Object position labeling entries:
::::::::

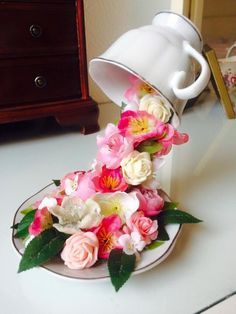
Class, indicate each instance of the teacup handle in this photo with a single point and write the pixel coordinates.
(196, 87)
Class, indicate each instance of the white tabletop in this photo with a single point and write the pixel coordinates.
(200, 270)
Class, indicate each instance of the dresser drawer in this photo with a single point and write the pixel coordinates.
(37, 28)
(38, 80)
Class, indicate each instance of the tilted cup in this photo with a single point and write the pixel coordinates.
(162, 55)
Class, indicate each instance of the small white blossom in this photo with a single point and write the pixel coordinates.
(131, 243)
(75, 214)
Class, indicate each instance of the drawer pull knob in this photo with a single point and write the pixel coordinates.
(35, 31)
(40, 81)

::::::::

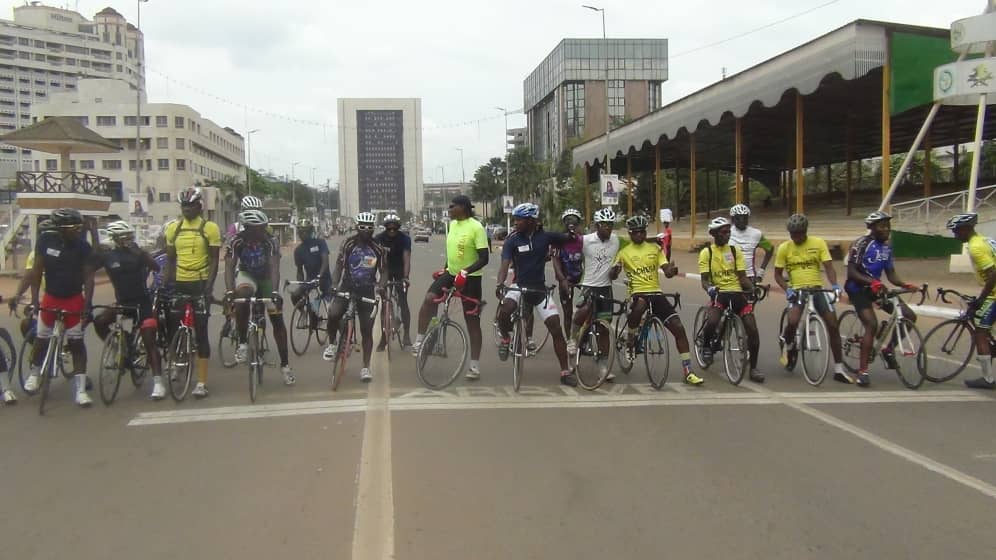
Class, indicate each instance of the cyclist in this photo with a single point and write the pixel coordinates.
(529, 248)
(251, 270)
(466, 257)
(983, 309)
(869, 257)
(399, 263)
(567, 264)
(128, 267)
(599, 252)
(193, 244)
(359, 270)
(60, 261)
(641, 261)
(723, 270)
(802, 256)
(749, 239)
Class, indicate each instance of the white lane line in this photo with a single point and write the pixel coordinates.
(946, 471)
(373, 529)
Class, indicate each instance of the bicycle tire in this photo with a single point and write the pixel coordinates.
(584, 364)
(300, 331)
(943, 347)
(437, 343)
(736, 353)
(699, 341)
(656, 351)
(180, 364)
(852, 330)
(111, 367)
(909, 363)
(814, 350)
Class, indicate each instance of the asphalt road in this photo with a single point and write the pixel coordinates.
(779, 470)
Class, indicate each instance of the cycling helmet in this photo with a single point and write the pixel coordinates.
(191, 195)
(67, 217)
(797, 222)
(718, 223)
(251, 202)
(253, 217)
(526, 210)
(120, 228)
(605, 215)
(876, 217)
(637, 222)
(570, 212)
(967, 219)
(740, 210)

::::::::

(Objective)
Collect every line of the records above that contains the string "point", and reproduce each such line in the order in which it appears.

(The response)
Class, indicate each instance of the teacup handle in this photo with a single point and write the pixel coordinates.
Class, indicate each instance of the white tabletop in this photo with a single point and write the pixel coordinates.
Class, indicate each instance of the dresser drawer in this photo with a single point and write the pixel coordinates.
Class, indicate each instance of the tilted cup in this photo with a single point and write the pixel coordinates.
Class, indicate each instance of the small white blossom in this photo with a single point and write the pixel coordinates.
Class, indicate each instance of the drawer pull knob in this photo with a single point and write the pixel coordinates.
Class, indicate each instance of the cyclist in this photo with a single point and write the pixel coordinates.
Class, indicate each instance of the white lane line in this photo with a single point and write the pixel coordinates.
Class, indicate each instance of the bicycle tire in this photo with a single point and write the pixel coordinates.
Class, indicate each instance of the asphalt road in this photo with a single point and write the pixel coordinates.
Class, indicate each instance of the cycling helmet in this photo with a single point and write the pixel coordinates.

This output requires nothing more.